PROBLEM TO WORK ON
Copy out all the rows below, swapping "Drop a point on" for "Place a marker on" wherever it occurs and leaving everything else unchanged.

━━━ ENTRIES SHOWN ━━━

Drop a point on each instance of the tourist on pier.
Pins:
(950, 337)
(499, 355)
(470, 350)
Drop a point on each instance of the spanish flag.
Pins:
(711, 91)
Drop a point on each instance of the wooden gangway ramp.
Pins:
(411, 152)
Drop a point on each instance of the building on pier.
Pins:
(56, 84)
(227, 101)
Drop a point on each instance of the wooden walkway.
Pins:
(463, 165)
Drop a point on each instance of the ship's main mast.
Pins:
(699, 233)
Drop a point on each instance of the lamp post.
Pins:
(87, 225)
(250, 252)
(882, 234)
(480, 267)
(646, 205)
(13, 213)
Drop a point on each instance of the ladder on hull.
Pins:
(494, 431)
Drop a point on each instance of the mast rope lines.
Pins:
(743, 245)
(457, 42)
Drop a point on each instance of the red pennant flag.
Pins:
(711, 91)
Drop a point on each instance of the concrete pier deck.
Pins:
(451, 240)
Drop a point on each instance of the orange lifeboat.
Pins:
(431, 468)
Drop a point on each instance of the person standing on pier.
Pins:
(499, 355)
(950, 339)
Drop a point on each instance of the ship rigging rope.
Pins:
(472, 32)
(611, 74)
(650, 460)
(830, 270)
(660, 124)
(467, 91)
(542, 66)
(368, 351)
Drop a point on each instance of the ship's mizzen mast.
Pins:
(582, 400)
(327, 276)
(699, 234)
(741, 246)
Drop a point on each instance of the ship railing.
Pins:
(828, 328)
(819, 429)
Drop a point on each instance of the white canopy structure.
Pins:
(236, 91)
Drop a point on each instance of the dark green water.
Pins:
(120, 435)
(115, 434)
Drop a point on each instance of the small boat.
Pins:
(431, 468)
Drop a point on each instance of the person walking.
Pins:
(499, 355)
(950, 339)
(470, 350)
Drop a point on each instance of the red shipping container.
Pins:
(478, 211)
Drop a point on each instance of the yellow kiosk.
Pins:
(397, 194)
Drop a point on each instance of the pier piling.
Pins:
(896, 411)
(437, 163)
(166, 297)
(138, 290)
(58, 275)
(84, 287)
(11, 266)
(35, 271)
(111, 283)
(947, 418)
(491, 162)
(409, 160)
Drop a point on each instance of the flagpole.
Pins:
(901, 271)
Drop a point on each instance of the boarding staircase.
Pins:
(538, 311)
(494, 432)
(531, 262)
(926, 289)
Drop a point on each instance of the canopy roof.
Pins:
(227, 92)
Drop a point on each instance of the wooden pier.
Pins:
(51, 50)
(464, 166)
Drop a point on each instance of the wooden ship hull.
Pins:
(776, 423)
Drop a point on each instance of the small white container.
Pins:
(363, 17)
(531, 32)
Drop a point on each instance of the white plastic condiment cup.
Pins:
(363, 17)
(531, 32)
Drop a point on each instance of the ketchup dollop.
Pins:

━━━

CORRECT OUTPUT
Place a marker on each instance of the tourist on pier.
Pins:
(950, 337)
(499, 355)
(470, 350)
Place a marker on each instance of the spanish flag.
Pins:
(711, 91)
Place a marker on each instance of the wooden gangway ramp.
Pins:
(411, 152)
Place a marker on each instance of the building on pier.
Pins:
(56, 84)
(227, 101)
Place a marker on each instance of the wooden walkway.
Pins:
(463, 165)
Place a marker on each instance of the ship's main mast.
Pins:
(699, 233)
Place a marker on each instance of the lamp post.
Pins:
(87, 225)
(250, 252)
(882, 234)
(480, 267)
(646, 205)
(13, 213)
Place a marker on each instance of the ladder on hull.
Pins:
(494, 431)
Place a marker on each instance of the mast rope lines.
Pins:
(743, 245)
(457, 42)
Place a marker on each instance of the red pennant flag.
Pins:
(711, 91)
Place a marker on each instance of the concrete pier deck.
Pins:
(451, 240)
Place a marker on each instance of the orange lifeboat.
Pins:
(431, 468)
Place a marker on each instance of the person standing on pier.
Pins:
(499, 355)
(950, 339)
Place a marker on each instance of the ship rigging rope.
Pins:
(472, 32)
(611, 74)
(650, 460)
(830, 270)
(660, 124)
(467, 91)
(542, 66)
(368, 351)
Place a marker on each instance of the ship's mizzen mast.
Pins:
(582, 400)
(327, 276)
(699, 234)
(741, 246)
Place a marker on each instance of the ship railing.
Pins:
(828, 328)
(819, 429)
Place a marker on each instance of the white canopy structure.
Pins:
(236, 91)
Place a marker on each instance of the dark green water.
Pins:
(120, 435)
(115, 434)
Place a marker on each instance of the small boat.
Pins:
(431, 468)
Place a marker on each instance of the person walking.
Pins:
(499, 355)
(950, 339)
(470, 350)
Place a marker on each instance of the red shipping container.
Pins:
(478, 211)
Place a marker on each instance of the yellow kiosk.
Pins:
(397, 194)
Place a marker on each instance of the pier piling.
Pins:
(896, 411)
(437, 163)
(166, 297)
(138, 290)
(58, 275)
(84, 287)
(11, 266)
(35, 271)
(111, 283)
(947, 418)
(491, 162)
(409, 160)
Place a marker on each instance of the flagpole.
Pins:
(901, 271)
Place a marker on each instance of the boarding staircase.
Pins:
(538, 311)
(494, 432)
(531, 262)
(926, 289)
Place a marker on each instance of the canopy roof.
Pins:
(227, 92)
Place a marker on each instance of the wooden pier.
Pins:
(51, 50)
(464, 166)
Place a marker on each instance of the wooden ship hull.
Pins:
(776, 423)
Place a marker on each instance of the small white container.
Pins:
(363, 17)
(531, 32)
Place a marker on each instance of the white plastic condiment cup.
Pins:
(363, 17)
(531, 32)
Place a marker on each instance of the ketchup dollop.
Pins:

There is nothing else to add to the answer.